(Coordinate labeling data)
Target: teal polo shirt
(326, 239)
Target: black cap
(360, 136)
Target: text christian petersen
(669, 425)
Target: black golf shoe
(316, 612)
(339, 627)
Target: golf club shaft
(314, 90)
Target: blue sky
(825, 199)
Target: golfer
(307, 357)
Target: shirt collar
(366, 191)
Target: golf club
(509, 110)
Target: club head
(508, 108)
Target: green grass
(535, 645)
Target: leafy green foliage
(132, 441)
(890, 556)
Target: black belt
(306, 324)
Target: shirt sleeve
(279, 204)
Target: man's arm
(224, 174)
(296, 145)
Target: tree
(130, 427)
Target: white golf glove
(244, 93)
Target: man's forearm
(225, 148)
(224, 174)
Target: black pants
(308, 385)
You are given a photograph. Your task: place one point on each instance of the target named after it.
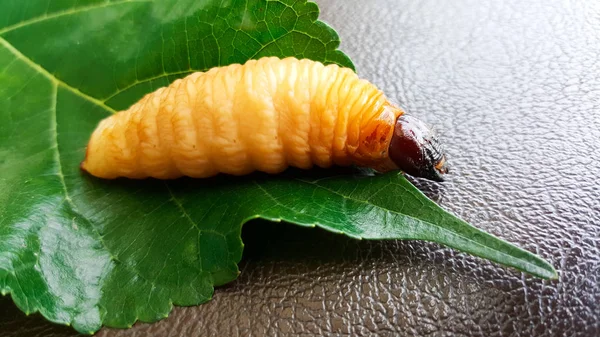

_What is asked_
Retype all of the material above word for word, leaving the pictures out.

_Result of the exercise_
Target: teal polo shirt
(326, 239)
Target: black cap
(360, 136)
Target: text christian petersen
(669, 425)
Target: black golf shoe
(316, 612)
(339, 627)
Target: golf club shaft
(314, 90)
Target: blue sky
(825, 199)
Target: golfer
(307, 357)
Target: shirt collar
(366, 191)
Target: golf club
(509, 110)
Target: club head
(508, 108)
Target: green grass
(535, 645)
Target: leafy green foliage
(132, 441)
(890, 556)
Target: black belt
(306, 324)
Target: shirt sleeve
(279, 204)
Target: man's arm
(224, 174)
(296, 145)
Target: tree
(130, 427)
Target: white golf glove
(244, 93)
Target: man's forearm
(225, 148)
(224, 174)
Target: black pants
(308, 385)
You are given a photograph. Your task: place one point on each instance of the target named after it.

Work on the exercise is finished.